### EXERCISE PROMPT
Copy out, in full, each line of the records below that contains the string "query".

===== MATERIAL FOR THIS EXERCISE =====

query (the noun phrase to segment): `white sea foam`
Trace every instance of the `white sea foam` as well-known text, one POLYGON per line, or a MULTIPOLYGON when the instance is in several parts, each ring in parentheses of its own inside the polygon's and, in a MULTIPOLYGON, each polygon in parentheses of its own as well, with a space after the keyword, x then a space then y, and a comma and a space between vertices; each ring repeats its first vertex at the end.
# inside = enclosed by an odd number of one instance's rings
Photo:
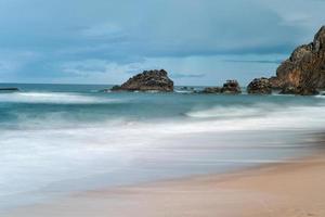
POLYGON ((65 92, 15 92, 0 94, 0 102, 14 103, 99 104, 117 101, 115 99, 65 92))
MULTIPOLYGON (((42 94, 23 95, 20 100, 31 97, 34 102, 36 99, 44 102, 42 94)), ((66 101, 68 103, 99 100, 82 98, 80 101, 80 95, 77 94, 63 95, 69 99, 66 101)), ((46 94, 46 99, 49 98, 46 94)), ((56 100, 52 99, 51 103, 57 101, 62 103, 56 94, 56 100)), ((23 192, 27 192, 26 200, 29 200, 31 191, 53 190, 56 187, 58 190, 55 191, 82 190, 84 186, 78 186, 82 182, 80 180, 91 180, 98 176, 105 177, 100 181, 102 184, 109 181, 119 184, 125 180, 140 179, 141 176, 157 178, 160 175, 157 171, 166 178, 166 174, 193 173, 194 168, 202 171, 209 165, 221 165, 223 168, 224 165, 234 163, 275 162, 278 159, 265 157, 248 148, 255 145, 281 149, 283 138, 272 130, 323 129, 323 111, 324 106, 321 105, 212 106, 188 112, 186 115, 191 118, 182 120, 104 119, 87 125, 74 125, 61 113, 55 116, 49 114, 50 116, 42 117, 44 125, 63 127, 42 128, 37 125, 35 128, 0 131, 0 201, 1 196, 5 201, 5 196, 15 194, 23 197, 23 192), (252 131, 251 135, 247 132, 249 130, 252 131), (229 150, 230 148, 234 149, 229 150), (255 155, 251 156, 252 153, 255 155), (126 176, 130 177, 123 179, 126 176)), ((34 118, 21 117, 20 122, 27 126, 34 118)), ((295 133, 294 136, 297 137, 295 133)), ((294 139, 290 135, 289 141, 294 139)), ((289 148, 291 143, 286 142, 285 145, 289 148)), ((273 156, 280 154, 283 152, 273 156)))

=====

### THE RESULT
query (the noun phrase to segment): `white sea foam`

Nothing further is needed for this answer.